**DIRECTIONS**
1 – Write out the part of the pump bearings text that begins at the words "The principal sources" and stops after the words "low friction loss.".
2 – List every lubrication method that the pump bearings text names for ball bearings.
─── SOURCE EXTRACT ───
Criteria for selecting ball bearings or
sleeve bearings in centrifugal pumps
Centrifugal pumps are usually built with either ball-and-ball bearings, or ball-and-
sleeve bearings. The term ball-and-ball means that both axial thrust and radial
thrust bearings are made of ball bearings; ball-and-sleeve means that axial thrust
bearing is made of ball bearing and radial thrust bearings are made of sleeve
Two questions that are frequently asked are: What design criteria are used in
selecting the type of bearings to use, and what are the advantages and
disadvantages of ball bearings over sleeve bearings, and vice-versa?
Axial and radial thrust loads
Typically, general-purpose centrifugal pumps and those that are in low-energy
service are built with ball bearings to carry both axial and radial thrust loads
(ball/ball design). Specialized pumps and those in high-energy service are built
with ball bearings to carry axial thrust load and sleeve bearings to carry radial
thrust loads (ball/sleeve design).
Axial thrust loads are thrusts acting in axial direction or parallel to the pump shaft;
radial thrust loads are thrust acting in radial direction or perpendicular to the shaft.
The principal sources of pump thrusts are hydraulic thrust and static thrust due to
the weight of the pump rotor. Manufacturing defects (such as excessive residual
unbalance) and flaws in assembly (such as misalignment) are also contributors.
Ball bearings are inexpensive, have different thrust load capacities to suit various
applications, and are readily available in most cases. Ball bearings are also
referred to as anti-friction bearings because they have very low friction loss.
Advantages of ball bearings
Ball bearings generate less heat and require simple lubrication – by oil ring, oil
mist, or oil bath method. They have narrow width and fit in narrow bearing housing
thereby making the shaft bearing span shorter resulting in less shaft deflection.
─── DATASET ROWS ───
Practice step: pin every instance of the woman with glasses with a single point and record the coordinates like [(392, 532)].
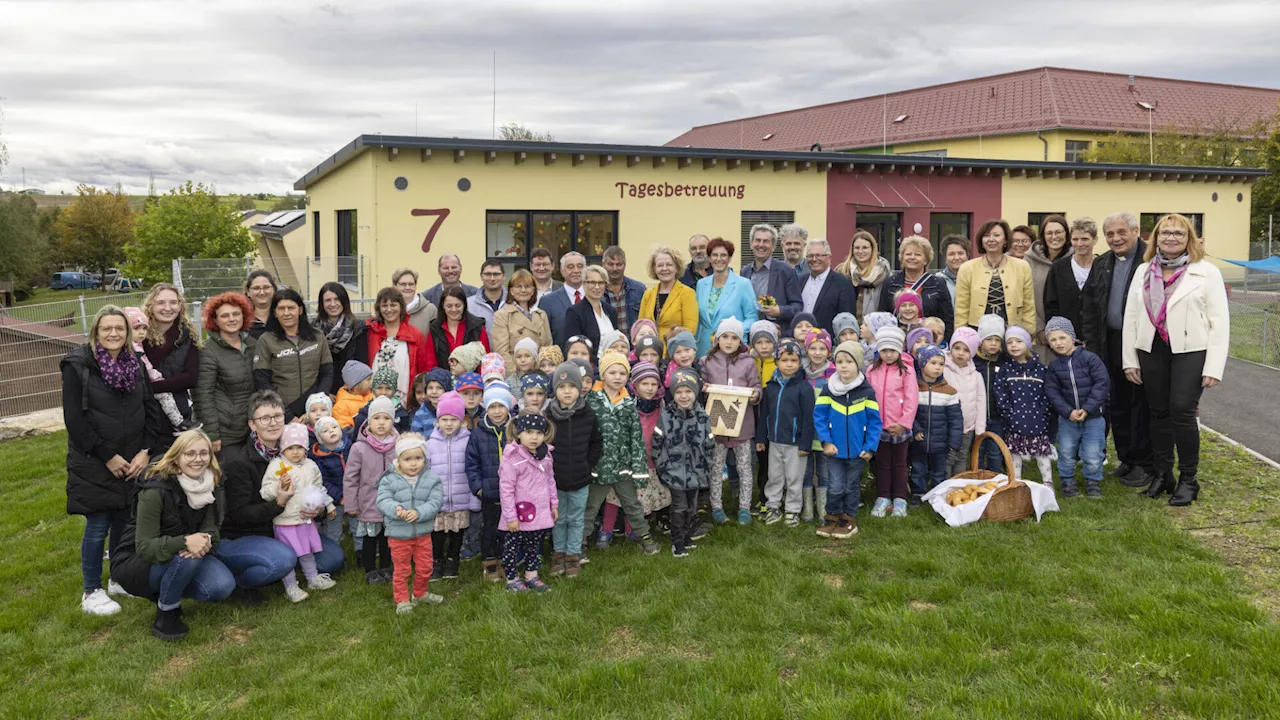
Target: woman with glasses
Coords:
[(592, 318), (113, 422), (260, 290), (721, 295), (1176, 329)]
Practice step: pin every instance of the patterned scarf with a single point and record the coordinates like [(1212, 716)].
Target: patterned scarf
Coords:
[(1156, 291), (266, 452), (119, 372)]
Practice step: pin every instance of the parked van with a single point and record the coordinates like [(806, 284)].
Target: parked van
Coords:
[(73, 281)]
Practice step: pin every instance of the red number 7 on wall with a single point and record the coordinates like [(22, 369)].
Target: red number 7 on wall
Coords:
[(439, 219)]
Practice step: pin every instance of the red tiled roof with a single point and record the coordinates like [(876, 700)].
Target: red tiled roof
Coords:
[(1020, 101)]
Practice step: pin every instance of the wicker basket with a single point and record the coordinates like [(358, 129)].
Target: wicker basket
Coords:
[(1010, 502)]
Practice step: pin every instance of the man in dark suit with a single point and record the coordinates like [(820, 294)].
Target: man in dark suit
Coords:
[(826, 294), (772, 277), (1102, 308), (558, 301)]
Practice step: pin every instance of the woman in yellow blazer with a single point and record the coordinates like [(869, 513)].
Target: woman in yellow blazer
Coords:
[(974, 296), (671, 302)]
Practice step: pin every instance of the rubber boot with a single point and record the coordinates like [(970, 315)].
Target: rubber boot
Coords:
[(807, 505), (1185, 492)]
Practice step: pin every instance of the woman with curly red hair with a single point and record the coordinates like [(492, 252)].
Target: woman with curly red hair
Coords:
[(225, 369)]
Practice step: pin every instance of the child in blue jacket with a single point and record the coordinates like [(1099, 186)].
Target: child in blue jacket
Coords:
[(786, 425), (848, 423), (1077, 386)]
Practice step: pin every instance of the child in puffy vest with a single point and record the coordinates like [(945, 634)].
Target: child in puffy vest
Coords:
[(408, 497)]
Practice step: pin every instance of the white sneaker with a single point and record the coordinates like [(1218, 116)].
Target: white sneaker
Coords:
[(99, 604), (321, 582), (115, 588)]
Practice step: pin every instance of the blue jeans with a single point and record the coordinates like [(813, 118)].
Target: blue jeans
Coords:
[(990, 458), (928, 469), (844, 484), (567, 533), (257, 560), (97, 527), (204, 579), (1087, 441)]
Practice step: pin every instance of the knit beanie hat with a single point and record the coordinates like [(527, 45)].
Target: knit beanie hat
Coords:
[(611, 358), (684, 377), (526, 343), (927, 352), (355, 373), (844, 322), (968, 336), (467, 355), (535, 379), (567, 373), (1020, 333), (469, 381), (295, 433), (917, 333), (818, 335), (493, 367), (497, 392), (890, 337), (684, 338), (644, 370), (877, 320), (319, 397), (909, 296), (991, 326), (385, 376), (787, 345), (764, 328), (551, 352), (854, 350), (1060, 324), (641, 324), (382, 405), (451, 404), (731, 326), (440, 376)]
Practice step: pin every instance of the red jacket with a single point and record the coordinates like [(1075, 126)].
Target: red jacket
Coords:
[(421, 358)]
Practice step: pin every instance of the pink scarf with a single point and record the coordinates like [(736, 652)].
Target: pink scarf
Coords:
[(1156, 291)]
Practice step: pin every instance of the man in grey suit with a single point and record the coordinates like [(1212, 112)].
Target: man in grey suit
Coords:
[(451, 274)]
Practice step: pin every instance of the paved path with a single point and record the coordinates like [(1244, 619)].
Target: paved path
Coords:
[(1246, 408)]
───
**RESPONSES FOR EACH TASK**
1 –
The principal sources of pump thrusts are hydraulic thrust and static thrust due to
the weight of the pump rotor. Manufacturing defects (such as excessive residual
unbalance) and flaws in assembly (such as misalignment) are also contributors.
Ball bearings are inexpensive, have different thrust load capacities to suit various
applications, and are readily available in most cases. Ball bearings are also
referred to as anti-friction bearings because they have very low friction loss.

2 –
Oil ring
Oil mist
Oil bath